→ **Document text**
Reports of suspected and confirmed Ebola patients going missing continue to fill the news this weekend with the Business Insider reporting more escapes in Liberia and the Hindustantimes reporting a missing engineer in India who was flagged by a fever scanner while entering the country. There have already been several reports of runaways during the last few days which will without doubt raise fears among the general public.

It is important to keep in mind that many of the suspected cases are likely false alarms. Airport screening techniques cannot verify the type of infection a passenger has, only that the patient has a fever and may be ill. With the current outbreak many airports have begun to monitor their entry points more closely and are, as a precaution, isolating and testing any passengers that have a fever or other potential symptoms.

In some cases confirmed Ebola patients are refusing to cooperate with treatment protocols creating a far more terrifying situation. A confirmed Ebola patient moving around a town or city could spell disaster and as such governments are deploying teams of experts to manage local fears as well recover skeptical patients which in itself creates panic within affected areas. The image of a trained medical team in biohazard suits escorted by military personnel entering a small village or town is certainly not going to provide comfort to the local community even if the intentions are good.

In many of the current outbreak regions there is an inherent fear of western medicine fueled by the historical legacy within these regions. That, coupled with severe challenges in access to education and other communications has made it difficult for governments within the affected areas to spread information about proper management to avoid an epidemic. However in one instance, Uganda, early education had a positive effect but critics have pointed a finger at other governments for not acting soon enough.

→ **Information provided**

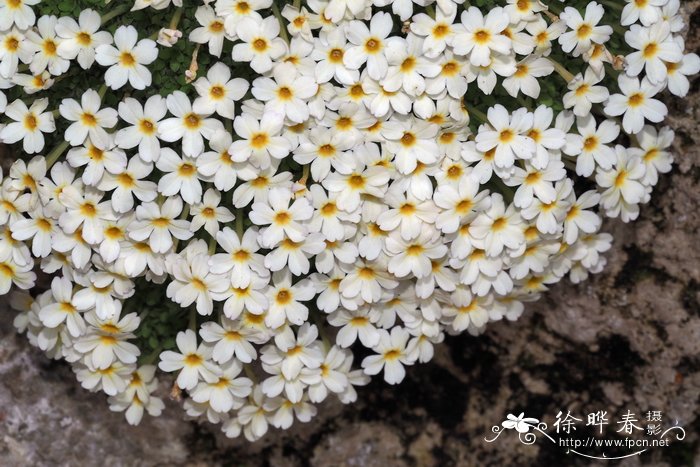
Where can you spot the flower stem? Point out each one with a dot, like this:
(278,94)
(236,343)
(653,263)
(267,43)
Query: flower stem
(175,20)
(53,156)
(563,72)
(478,114)
(193,319)
(239,223)
(116,12)
(613,5)
(283,27)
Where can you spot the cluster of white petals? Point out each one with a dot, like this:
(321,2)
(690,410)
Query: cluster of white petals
(353,198)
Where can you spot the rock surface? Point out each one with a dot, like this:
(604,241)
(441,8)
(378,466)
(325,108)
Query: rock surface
(628,339)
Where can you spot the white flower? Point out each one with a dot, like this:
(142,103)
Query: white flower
(636,103)
(226,393)
(14,47)
(392,356)
(284,299)
(158,224)
(18,13)
(97,161)
(187,125)
(240,260)
(654,152)
(412,141)
(218,92)
(525,77)
(126,61)
(328,53)
(593,148)
(79,39)
(29,124)
(193,283)
(282,219)
(192,361)
(482,35)
(129,183)
(143,129)
(260,142)
(499,227)
(63,309)
(654,46)
(583,92)
(369,44)
(645,12)
(211,30)
(286,94)
(261,44)
(230,339)
(46,45)
(439,32)
(89,120)
(508,135)
(584,29)
(622,183)
(180,176)
(209,214)
(689,65)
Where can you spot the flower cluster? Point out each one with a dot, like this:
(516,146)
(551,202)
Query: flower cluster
(346,179)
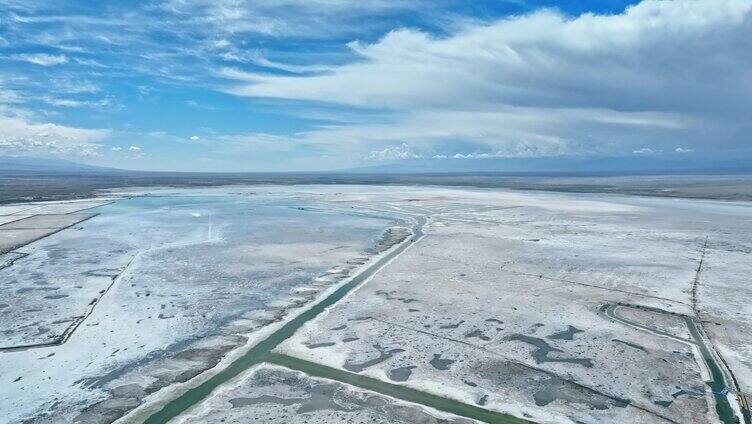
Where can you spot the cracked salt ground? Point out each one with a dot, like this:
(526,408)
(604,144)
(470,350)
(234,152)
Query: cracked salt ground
(161,325)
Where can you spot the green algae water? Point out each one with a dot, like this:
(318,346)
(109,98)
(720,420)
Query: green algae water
(262,352)
(394,390)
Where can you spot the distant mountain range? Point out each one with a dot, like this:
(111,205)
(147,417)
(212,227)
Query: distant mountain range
(561,166)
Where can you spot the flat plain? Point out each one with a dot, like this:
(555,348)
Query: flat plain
(425,304)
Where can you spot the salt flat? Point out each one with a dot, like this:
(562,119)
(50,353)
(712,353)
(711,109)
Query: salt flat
(503,304)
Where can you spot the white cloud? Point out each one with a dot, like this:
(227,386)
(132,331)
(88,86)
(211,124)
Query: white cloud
(646,151)
(42,59)
(402,151)
(18,135)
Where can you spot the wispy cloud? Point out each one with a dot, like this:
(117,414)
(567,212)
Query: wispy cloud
(42,59)
(544,83)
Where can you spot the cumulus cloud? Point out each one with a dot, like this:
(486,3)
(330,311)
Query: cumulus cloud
(20,136)
(42,59)
(547,84)
(403,151)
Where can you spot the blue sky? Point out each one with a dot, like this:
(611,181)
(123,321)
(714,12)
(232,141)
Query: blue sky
(228,85)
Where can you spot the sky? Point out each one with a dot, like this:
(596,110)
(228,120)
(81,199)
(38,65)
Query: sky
(301,85)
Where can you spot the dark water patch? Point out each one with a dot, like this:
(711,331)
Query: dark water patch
(390,296)
(384,355)
(543,349)
(555,388)
(321,398)
(567,334)
(630,344)
(477,334)
(28,289)
(451,326)
(441,364)
(401,373)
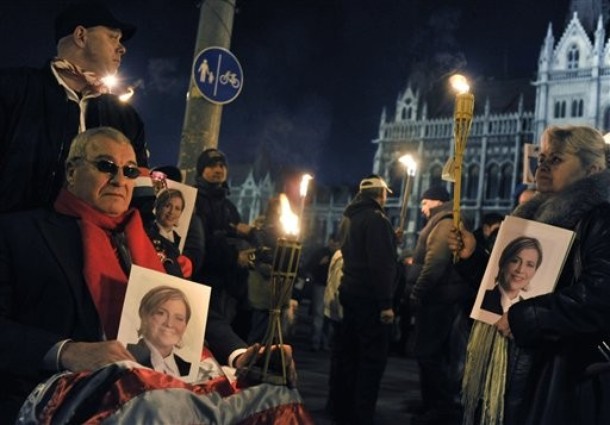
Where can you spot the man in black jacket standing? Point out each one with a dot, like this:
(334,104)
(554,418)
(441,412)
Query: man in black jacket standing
(227,244)
(368,244)
(41,110)
(436,297)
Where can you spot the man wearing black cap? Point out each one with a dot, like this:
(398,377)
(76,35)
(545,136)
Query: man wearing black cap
(368,245)
(436,293)
(41,110)
(227,249)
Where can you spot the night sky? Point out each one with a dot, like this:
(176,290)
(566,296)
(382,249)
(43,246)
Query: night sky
(317,73)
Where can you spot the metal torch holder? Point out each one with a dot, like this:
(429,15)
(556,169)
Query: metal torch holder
(264,365)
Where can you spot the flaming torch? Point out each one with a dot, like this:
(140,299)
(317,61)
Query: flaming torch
(462,117)
(269,364)
(411,166)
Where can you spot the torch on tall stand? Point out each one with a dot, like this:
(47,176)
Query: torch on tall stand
(411,166)
(269,364)
(462,117)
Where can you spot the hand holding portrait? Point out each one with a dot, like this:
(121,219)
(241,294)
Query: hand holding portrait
(80,356)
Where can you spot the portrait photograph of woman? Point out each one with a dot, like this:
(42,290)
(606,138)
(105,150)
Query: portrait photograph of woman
(525,262)
(163,322)
(518,264)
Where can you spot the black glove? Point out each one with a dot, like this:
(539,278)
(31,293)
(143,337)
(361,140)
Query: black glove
(414,303)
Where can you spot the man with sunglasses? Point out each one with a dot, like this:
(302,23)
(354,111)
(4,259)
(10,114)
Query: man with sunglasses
(41,110)
(63,273)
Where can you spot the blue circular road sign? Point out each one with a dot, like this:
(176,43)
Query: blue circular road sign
(218,75)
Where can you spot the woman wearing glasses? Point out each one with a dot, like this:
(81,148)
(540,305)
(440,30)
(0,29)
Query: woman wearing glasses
(164,315)
(556,373)
(167,210)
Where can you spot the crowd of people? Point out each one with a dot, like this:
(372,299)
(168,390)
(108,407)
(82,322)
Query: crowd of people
(72,228)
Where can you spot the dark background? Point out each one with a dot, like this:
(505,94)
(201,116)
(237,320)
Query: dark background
(317,73)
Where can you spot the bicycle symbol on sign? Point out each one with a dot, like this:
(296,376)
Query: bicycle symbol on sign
(229,78)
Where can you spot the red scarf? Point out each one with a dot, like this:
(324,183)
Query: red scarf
(105,278)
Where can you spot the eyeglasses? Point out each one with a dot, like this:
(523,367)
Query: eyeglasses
(550,161)
(107,166)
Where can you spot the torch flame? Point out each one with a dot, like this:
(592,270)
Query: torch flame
(127,95)
(409,163)
(459,83)
(304,184)
(288,219)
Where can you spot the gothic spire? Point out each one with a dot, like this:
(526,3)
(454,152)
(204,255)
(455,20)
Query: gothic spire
(589,12)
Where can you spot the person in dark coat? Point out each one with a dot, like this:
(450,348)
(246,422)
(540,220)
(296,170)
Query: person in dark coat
(64,271)
(517,266)
(164,315)
(168,208)
(437,299)
(227,241)
(41,110)
(558,370)
(368,284)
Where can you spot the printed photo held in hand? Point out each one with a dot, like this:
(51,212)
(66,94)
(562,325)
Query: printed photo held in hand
(525,262)
(163,322)
(530,162)
(181,224)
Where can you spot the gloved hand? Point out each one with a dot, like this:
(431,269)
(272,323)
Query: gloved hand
(185,265)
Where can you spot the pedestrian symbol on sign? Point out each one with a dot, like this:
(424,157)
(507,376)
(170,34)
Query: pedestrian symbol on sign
(218,75)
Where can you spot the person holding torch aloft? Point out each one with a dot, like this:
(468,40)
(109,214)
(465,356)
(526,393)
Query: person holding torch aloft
(368,244)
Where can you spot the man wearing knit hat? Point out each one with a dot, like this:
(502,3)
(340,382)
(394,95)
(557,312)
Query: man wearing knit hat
(368,245)
(43,109)
(227,249)
(436,291)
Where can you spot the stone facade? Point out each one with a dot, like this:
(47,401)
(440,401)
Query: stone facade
(572,86)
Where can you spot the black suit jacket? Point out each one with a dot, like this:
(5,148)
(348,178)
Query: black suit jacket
(44,299)
(492,301)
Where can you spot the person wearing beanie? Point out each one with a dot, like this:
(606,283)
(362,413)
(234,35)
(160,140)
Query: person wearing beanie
(436,296)
(43,109)
(227,246)
(360,351)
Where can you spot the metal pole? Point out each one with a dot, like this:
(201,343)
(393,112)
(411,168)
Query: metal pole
(202,118)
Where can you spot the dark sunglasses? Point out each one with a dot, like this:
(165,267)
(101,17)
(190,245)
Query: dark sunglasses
(106,166)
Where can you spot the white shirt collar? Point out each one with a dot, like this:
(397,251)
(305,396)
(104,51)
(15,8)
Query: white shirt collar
(163,364)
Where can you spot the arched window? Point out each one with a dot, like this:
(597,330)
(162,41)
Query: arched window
(472,183)
(436,174)
(506,180)
(557,110)
(573,56)
(493,181)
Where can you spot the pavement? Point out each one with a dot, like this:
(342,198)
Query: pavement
(399,384)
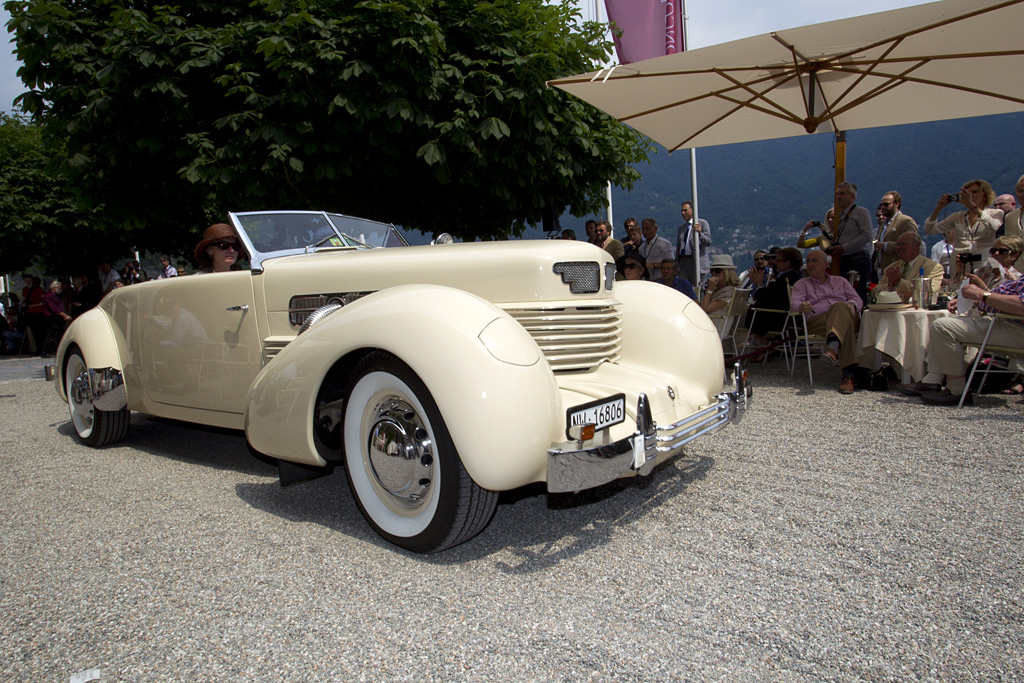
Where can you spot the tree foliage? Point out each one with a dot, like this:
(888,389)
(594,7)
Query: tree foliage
(39,221)
(432,114)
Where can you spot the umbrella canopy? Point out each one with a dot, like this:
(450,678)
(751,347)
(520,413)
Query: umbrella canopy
(945,59)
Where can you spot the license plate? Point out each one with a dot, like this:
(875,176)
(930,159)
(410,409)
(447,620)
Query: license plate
(601,414)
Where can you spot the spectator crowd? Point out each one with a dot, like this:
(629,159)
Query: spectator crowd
(850,259)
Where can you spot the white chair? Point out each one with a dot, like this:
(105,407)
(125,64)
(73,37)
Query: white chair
(770,336)
(730,317)
(803,339)
(991,349)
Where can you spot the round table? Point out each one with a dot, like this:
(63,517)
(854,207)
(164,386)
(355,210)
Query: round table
(899,334)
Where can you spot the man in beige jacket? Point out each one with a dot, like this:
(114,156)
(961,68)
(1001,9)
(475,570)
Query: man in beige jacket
(896,223)
(1013,222)
(900,274)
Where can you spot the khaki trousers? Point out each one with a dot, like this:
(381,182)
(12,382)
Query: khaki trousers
(945,352)
(840,322)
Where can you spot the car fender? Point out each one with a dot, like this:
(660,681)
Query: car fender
(98,338)
(666,332)
(483,370)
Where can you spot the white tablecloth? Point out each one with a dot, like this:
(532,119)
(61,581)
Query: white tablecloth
(901,335)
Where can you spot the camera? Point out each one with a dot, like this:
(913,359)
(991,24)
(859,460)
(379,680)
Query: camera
(968,258)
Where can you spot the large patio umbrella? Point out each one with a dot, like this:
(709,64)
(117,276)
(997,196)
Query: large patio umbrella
(945,59)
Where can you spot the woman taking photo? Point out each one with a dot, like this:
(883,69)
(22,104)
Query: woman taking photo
(974,229)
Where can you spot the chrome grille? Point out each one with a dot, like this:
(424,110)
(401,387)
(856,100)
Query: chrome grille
(574,338)
(272,346)
(300,307)
(582,276)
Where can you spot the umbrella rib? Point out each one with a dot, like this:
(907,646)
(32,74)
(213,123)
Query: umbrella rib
(897,79)
(721,94)
(833,109)
(912,32)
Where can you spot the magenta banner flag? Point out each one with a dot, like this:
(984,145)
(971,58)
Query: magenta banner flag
(650,28)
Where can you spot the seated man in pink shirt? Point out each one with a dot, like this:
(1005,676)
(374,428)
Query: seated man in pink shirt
(833,309)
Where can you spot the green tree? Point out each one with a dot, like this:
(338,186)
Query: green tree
(432,114)
(38,221)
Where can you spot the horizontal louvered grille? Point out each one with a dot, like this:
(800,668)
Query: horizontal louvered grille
(272,346)
(576,338)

→ **Requirement**
Name every country mentioned in the Ebola article above.

→ **Task output**
Liberia, India, Uganda